Fragmento =
------------------------------------------------------------

No estábamos frente a frente, nos separaban kilómetros. La conocía tan bien que adivinaba sus gestos: sus ojos se abrieron ante mi comentario; sus mandíbulas se tensaron; no dijo nada más. Estoy segura de que el semblante que yo estaba brindando tampoco era el mejor: sentía que el corazón me latía velozmente, comenzaba a sudar, mi cabeza se plagaba de dudas, pensamientos turbios y una gran maraña de negatividad. No obstante, lo que mi mamá estaba suponiendo era una falta de respeto, una grosería y una desconsideración después de lo que José Alfredo y yo habíamos hecho por mi familia, lo que él había hecho por mí. ¿Cómo se atrevía?, ¿creía que yo era ciega o que él era un mentiroso?

—Sólo escucha —continuó mi mamá—: tú eres tan inocente que todo lo que él dice, lo crees. Le tenemos mucho cariño al señor Jiménez en esta familia, lo sabes bien. Simplemente me preocupa.

Colgué el teléfono, molesta y me quedé dormida. Sabía que me había comportado grosera con mi mamá, sin embargo, era mi mejor amiga, mi confidente. Tarde o temprano arreglaríamos las cosas entre nosotras. Decidí que no quería pensar. Esos días en Chicago, entre trabajo y fiestas, fueron nuestra luna de miel. El comentario de mamá no enturbió mi visión sobre José Alfredo; yo lo conocía a plenitud y también estaba familiarizada con el tema del uso de drogas dentro del medio. Fue él quien, de hecho, me explicó qué era la cocaína. Alguna noche en nuestro departamento, en nuestra sala, abrió un bote y me mostró el contenido.

------------------------------------------------------------

Entradas del conjunto de datos =
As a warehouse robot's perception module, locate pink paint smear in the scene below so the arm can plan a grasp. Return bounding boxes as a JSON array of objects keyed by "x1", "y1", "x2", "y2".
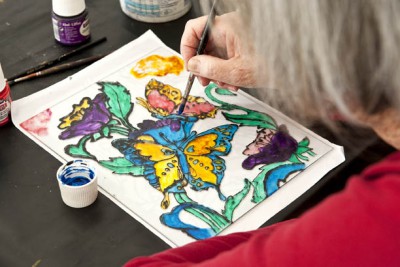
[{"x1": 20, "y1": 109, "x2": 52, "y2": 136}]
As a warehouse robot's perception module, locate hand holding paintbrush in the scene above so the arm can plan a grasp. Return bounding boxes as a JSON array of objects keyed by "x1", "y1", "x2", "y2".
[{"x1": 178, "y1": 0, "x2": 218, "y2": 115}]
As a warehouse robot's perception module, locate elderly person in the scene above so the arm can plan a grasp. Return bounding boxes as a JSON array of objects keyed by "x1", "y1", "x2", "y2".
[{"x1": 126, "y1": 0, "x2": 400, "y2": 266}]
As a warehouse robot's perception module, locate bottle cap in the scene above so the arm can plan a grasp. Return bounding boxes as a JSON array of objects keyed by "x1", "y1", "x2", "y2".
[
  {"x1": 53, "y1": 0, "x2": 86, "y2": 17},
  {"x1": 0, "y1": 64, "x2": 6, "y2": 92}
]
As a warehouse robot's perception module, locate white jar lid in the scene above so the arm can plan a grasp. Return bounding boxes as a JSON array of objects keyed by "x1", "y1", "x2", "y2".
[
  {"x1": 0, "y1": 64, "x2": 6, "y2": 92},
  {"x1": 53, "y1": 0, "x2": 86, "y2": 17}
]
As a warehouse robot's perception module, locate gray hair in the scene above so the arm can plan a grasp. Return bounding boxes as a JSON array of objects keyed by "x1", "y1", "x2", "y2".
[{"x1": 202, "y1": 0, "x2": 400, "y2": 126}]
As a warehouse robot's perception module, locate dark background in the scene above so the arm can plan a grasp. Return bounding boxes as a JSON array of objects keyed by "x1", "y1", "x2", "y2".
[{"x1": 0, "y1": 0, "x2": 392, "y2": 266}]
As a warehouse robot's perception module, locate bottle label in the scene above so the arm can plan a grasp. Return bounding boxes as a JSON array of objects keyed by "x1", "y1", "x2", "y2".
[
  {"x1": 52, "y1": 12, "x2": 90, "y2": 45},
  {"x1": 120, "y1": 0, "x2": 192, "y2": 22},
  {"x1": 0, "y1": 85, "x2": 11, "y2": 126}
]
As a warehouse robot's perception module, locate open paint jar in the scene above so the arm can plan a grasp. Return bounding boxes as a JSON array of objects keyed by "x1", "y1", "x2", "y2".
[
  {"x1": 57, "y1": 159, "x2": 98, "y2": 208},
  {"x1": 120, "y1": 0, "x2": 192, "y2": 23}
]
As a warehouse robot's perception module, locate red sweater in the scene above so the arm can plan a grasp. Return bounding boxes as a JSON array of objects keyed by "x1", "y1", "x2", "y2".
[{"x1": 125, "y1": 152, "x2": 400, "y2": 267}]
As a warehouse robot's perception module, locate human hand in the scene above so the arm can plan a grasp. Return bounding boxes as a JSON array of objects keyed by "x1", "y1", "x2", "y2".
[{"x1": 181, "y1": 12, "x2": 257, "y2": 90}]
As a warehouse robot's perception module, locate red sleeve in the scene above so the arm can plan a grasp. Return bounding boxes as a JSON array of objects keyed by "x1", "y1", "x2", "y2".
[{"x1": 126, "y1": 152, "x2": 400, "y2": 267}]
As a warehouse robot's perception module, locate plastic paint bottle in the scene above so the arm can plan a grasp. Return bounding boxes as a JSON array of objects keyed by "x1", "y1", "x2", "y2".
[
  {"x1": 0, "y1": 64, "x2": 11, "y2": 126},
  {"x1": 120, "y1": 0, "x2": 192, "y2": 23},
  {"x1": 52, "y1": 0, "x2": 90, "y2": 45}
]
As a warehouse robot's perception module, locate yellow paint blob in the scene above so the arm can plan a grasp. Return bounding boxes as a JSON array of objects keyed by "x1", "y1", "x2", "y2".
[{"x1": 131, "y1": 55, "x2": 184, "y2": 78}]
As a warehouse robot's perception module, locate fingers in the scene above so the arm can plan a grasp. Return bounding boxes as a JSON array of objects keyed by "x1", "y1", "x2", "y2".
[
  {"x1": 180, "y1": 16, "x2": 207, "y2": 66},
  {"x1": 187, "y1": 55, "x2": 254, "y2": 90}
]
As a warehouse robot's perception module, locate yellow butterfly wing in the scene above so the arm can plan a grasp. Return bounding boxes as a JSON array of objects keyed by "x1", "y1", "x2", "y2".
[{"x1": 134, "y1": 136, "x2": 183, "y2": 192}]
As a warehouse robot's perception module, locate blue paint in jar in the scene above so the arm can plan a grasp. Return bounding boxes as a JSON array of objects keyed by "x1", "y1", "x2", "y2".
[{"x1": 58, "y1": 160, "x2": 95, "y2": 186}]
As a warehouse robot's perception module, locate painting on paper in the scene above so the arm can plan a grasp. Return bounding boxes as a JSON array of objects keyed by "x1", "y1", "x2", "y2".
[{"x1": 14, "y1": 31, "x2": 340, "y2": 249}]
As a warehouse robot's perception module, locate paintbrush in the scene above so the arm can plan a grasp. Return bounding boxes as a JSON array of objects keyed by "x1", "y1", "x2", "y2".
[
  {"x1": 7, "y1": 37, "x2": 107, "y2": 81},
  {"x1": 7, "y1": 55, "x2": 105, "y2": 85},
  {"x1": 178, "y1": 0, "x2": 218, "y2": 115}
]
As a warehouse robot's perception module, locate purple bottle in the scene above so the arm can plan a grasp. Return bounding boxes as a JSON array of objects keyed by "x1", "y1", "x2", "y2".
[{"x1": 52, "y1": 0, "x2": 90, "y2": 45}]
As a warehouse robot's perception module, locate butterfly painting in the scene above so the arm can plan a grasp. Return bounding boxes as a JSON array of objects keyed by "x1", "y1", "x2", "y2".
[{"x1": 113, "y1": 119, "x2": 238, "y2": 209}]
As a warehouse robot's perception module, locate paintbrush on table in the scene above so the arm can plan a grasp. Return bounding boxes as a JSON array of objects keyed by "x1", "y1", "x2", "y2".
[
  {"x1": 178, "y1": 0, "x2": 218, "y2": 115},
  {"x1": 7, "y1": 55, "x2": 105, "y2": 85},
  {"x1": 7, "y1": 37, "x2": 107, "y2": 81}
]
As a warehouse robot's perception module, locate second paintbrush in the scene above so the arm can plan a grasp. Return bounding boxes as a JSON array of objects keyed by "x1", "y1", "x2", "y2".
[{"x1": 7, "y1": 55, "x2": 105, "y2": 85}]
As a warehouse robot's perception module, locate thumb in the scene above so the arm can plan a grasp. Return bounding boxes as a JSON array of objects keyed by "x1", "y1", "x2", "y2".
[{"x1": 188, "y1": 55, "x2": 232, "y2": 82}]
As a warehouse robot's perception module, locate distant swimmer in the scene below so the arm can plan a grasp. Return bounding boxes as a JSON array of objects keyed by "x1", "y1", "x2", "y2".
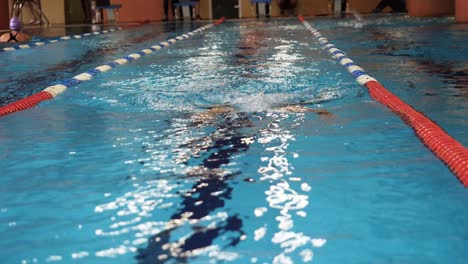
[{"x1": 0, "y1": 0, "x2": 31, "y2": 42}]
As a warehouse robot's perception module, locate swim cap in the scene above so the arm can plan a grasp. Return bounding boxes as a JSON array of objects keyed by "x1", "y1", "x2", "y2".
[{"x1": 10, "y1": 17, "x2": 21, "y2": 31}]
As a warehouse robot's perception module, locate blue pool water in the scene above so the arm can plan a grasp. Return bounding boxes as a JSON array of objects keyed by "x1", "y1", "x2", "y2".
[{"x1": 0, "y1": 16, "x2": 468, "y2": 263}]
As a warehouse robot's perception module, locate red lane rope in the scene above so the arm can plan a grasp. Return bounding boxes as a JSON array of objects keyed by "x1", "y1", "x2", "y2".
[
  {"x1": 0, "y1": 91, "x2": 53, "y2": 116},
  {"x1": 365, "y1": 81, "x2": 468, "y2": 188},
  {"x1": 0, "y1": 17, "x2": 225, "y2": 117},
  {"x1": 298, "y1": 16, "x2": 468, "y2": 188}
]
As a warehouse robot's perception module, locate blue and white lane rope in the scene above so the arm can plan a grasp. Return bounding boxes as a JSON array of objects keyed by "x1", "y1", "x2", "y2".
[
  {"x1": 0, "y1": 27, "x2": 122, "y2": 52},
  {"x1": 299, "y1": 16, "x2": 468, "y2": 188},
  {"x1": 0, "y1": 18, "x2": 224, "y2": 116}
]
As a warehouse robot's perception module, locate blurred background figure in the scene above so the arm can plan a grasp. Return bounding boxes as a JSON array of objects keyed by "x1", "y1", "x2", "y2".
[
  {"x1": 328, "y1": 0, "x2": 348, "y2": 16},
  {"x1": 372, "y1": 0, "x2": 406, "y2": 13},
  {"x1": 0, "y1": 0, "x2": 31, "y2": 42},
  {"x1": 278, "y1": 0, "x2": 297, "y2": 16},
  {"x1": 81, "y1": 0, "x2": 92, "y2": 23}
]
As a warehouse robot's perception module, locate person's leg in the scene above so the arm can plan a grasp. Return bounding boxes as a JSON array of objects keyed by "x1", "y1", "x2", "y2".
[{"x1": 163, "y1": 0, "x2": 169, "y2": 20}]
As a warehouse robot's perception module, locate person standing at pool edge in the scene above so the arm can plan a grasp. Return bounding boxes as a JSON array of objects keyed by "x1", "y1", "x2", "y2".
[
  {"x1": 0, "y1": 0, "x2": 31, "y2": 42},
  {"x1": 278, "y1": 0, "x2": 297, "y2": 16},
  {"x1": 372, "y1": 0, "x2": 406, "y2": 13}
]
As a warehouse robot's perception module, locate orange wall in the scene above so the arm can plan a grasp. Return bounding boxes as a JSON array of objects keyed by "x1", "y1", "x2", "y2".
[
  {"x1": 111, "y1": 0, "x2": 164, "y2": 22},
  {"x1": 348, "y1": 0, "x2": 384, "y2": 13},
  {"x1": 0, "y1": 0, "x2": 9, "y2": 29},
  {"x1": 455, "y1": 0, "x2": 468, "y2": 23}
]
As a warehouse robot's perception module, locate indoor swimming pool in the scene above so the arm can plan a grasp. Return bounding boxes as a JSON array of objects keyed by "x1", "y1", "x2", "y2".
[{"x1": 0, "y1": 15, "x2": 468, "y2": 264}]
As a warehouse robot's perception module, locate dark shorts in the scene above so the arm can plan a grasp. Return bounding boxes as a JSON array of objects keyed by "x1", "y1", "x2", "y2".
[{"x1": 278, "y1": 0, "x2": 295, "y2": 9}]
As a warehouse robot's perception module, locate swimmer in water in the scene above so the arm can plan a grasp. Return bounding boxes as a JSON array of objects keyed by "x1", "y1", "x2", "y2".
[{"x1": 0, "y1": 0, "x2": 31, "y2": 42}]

------------------------------------------------------------

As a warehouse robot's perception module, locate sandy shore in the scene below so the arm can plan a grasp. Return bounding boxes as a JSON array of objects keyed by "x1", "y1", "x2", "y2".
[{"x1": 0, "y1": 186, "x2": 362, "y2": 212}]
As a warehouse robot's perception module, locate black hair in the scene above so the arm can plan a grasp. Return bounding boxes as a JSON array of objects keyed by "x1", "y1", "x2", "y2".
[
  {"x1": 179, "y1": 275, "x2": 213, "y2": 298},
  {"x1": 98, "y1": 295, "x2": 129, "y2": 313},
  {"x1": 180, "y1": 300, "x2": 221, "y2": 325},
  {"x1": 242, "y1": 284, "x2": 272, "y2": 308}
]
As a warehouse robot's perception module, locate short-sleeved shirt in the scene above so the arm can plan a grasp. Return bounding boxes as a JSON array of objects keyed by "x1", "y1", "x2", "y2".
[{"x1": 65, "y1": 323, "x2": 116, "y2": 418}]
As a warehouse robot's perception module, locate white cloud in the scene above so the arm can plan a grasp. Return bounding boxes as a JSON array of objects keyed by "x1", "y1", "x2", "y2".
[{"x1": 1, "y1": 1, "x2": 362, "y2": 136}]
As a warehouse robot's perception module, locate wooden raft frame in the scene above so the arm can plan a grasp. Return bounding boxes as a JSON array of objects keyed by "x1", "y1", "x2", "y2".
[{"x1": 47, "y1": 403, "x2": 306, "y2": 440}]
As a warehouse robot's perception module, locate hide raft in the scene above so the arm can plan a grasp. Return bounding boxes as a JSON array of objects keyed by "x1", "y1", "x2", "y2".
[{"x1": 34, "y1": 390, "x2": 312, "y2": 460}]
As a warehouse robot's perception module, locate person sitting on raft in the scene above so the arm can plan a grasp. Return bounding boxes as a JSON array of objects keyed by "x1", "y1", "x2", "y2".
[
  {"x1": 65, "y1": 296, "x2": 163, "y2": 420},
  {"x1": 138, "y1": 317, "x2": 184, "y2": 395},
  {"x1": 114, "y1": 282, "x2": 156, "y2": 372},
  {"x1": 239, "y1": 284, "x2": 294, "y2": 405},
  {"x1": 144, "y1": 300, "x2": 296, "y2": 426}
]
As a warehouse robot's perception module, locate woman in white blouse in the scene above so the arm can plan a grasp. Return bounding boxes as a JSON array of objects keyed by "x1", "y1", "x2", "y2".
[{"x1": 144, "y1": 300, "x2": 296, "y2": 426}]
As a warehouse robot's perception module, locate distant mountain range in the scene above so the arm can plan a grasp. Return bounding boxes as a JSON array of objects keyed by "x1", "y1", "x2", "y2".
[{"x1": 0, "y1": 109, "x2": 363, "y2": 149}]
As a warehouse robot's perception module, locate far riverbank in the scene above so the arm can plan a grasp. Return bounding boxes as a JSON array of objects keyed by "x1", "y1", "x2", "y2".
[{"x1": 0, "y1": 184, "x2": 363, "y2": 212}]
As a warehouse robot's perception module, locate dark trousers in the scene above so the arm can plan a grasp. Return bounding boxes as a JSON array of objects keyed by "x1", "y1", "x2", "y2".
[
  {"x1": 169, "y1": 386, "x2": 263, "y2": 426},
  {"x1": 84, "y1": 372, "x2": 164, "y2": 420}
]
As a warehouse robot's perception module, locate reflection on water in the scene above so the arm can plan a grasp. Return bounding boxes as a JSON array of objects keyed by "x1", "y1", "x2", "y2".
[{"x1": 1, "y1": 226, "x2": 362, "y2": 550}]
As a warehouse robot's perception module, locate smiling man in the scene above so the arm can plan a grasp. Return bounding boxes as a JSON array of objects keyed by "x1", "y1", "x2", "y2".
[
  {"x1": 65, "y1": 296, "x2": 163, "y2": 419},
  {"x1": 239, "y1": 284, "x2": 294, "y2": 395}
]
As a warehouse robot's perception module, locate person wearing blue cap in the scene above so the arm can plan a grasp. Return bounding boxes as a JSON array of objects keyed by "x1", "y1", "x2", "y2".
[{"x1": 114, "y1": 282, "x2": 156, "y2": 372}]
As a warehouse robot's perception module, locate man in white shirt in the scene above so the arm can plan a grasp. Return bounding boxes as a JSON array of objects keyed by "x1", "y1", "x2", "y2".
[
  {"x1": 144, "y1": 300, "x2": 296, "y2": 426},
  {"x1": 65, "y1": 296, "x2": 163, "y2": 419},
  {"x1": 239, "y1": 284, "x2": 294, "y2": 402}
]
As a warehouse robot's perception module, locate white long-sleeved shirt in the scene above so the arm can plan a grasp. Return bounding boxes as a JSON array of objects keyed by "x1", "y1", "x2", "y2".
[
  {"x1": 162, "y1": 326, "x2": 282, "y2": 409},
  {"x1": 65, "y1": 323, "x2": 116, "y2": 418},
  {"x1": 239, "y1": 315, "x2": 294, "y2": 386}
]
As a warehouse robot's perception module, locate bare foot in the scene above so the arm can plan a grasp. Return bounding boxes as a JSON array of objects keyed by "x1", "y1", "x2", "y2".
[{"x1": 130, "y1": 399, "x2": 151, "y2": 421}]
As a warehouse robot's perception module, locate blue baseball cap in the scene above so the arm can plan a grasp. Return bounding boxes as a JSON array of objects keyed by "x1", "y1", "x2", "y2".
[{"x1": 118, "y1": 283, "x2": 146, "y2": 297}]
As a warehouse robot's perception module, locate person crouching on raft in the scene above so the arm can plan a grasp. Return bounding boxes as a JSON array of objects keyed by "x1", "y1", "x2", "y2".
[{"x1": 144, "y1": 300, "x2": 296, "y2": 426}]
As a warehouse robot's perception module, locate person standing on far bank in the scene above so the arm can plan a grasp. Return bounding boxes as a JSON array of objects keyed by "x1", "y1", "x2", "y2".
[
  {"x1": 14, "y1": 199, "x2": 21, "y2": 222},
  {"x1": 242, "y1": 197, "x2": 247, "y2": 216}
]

------------------------------------------------------------

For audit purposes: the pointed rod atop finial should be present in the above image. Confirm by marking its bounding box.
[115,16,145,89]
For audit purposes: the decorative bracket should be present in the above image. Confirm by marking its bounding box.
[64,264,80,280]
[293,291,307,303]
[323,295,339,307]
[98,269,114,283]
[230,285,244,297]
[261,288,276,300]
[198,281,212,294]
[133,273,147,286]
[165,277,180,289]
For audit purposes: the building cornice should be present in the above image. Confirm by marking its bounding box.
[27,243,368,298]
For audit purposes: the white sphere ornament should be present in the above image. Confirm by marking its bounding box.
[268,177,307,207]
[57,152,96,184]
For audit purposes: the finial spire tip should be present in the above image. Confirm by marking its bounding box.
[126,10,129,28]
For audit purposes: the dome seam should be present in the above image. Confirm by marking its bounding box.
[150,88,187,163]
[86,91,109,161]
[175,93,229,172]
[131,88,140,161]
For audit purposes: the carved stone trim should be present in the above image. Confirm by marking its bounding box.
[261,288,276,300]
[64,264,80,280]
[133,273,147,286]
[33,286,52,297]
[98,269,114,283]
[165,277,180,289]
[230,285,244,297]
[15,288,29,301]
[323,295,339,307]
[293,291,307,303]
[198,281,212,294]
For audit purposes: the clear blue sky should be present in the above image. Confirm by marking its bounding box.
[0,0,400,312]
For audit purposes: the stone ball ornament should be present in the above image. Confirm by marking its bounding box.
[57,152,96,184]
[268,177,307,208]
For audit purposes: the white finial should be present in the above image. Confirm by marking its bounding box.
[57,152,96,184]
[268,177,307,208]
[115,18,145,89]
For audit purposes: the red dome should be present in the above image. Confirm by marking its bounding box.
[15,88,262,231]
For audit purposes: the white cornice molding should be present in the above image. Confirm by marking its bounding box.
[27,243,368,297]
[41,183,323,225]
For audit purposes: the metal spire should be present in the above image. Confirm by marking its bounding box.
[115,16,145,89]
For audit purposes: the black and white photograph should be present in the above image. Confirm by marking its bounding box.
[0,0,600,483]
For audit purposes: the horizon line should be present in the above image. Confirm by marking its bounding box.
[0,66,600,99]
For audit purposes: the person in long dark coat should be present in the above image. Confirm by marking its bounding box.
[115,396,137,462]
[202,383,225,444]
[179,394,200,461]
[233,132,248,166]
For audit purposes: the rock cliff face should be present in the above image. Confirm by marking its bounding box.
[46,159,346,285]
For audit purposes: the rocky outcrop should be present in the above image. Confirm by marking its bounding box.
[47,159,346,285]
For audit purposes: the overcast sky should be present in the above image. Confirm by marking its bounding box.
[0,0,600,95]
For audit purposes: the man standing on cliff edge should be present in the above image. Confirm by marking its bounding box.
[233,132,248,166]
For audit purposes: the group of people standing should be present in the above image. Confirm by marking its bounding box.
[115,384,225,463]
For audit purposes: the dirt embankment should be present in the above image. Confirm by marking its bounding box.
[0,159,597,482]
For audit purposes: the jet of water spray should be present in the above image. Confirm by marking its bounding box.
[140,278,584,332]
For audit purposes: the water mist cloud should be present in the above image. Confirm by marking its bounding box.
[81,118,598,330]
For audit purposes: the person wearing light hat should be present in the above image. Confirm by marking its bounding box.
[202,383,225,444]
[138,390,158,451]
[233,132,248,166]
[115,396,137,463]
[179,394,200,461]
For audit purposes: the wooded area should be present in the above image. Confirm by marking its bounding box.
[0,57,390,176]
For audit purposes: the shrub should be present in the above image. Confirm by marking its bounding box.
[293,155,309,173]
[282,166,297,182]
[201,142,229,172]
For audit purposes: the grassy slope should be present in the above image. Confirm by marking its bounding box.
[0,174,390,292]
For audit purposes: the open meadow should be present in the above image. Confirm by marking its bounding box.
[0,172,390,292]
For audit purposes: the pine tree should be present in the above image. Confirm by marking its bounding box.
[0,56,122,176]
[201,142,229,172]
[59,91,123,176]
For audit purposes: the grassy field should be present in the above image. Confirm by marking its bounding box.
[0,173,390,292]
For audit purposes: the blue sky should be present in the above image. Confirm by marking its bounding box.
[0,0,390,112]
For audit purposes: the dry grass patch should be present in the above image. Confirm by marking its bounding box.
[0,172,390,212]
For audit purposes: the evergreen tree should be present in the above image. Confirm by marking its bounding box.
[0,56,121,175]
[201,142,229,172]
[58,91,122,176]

------------------------------------------------------------

Objetivos =
1. Enumera los gestos de la madre que, según el fragmento, quien narra adivinaba a pesar de la distancia.
2. Reproduce sin cambios los registros que empiezan en la línea que contiene "For audit purposes: the metal" y continúan hasta la línea que contiene "[0,0,600,483]", ambas incluidas.

Resultados en orden =
1.
- Sus ojos se abrieron ante el comentario.
- Sus mandíbulas se tensaron.
- No dijo nada más.

2.
For audit purposes: the metal spire should be present in the above image. Confirm by marking its bounding box.
[115,16,145,89]
For audit purposes: the black and white photograph should be present in the above image. Confirm by marking its bounding box.
[0,0,600,483]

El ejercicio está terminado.